Entries from a set of point annotations
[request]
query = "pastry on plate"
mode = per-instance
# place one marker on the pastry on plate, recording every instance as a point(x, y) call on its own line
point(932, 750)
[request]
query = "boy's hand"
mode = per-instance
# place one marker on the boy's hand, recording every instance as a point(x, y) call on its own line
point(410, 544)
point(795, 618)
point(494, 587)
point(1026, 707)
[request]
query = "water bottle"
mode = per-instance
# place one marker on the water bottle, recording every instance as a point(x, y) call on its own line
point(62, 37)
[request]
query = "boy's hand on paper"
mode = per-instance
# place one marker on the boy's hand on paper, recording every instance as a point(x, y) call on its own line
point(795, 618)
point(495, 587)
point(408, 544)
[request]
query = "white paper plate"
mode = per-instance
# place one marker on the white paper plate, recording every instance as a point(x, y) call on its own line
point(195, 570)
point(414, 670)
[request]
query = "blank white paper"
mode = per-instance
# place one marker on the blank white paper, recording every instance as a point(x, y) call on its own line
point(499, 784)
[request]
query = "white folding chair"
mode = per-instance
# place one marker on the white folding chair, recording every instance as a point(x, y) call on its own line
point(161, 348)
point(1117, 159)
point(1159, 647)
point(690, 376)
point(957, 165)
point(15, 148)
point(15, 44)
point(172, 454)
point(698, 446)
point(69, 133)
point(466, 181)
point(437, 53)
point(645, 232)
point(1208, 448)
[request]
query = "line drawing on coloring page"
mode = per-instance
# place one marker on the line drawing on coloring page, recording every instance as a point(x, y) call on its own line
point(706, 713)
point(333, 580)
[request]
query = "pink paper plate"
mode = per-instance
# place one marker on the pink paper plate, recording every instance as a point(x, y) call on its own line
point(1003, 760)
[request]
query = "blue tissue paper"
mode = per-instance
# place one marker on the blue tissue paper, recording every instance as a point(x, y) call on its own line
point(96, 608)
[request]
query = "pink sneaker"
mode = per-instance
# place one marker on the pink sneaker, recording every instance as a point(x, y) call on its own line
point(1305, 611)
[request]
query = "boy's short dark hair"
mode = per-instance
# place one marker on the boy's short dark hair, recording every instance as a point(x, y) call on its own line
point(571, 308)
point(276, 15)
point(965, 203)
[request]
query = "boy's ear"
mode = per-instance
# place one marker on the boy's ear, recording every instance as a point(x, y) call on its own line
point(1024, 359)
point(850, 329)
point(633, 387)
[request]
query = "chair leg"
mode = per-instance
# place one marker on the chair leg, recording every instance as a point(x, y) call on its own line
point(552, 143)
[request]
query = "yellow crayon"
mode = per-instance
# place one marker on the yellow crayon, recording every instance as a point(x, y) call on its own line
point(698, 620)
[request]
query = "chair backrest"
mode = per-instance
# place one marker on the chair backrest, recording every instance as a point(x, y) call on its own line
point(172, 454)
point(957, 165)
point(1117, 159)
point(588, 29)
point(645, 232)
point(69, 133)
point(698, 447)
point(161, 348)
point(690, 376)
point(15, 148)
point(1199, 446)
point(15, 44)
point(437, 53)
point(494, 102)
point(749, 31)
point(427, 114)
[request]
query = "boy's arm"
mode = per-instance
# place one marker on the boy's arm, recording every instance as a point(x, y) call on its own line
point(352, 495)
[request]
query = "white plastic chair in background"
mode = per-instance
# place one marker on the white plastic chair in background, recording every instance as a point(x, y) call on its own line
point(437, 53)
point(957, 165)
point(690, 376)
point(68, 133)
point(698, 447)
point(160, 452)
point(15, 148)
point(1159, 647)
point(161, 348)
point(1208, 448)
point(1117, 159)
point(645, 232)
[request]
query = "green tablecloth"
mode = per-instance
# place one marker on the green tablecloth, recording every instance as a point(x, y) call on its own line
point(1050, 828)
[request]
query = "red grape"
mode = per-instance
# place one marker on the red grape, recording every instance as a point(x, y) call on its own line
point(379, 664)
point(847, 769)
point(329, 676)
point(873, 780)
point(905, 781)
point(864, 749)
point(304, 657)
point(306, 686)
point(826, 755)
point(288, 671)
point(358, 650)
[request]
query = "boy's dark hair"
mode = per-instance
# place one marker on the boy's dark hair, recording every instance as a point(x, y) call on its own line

== TO BE DONE ==
Repeat, word for word, the stretch of rows from the very start through the line containing "point(408, 544)", including that line.

== EXPECTED ANSWER ==
[request]
query = "pastry on plate"
mode = per-instance
# place one marker on the pastry on plate, recording every instance as a point(x, y) call on its own line
point(932, 750)
[request]
query = "boy's hand"
mode = per-instance
# place one marker on the boy's hand, recording every instance as a point(x, y) call on its own line
point(410, 544)
point(795, 618)
point(494, 587)
point(1026, 707)
[request]
query = "water bottle"
mode = per-instance
# place one marker on the water bottle, recording every instance as a point(x, y) call on its own line
point(62, 37)
[request]
query = "boy's hand on paper"
mode = per-instance
# place one marker on the boy's hand on paper, recording every instance as a point(x, y) call on its own line
point(795, 618)
point(495, 587)
point(408, 544)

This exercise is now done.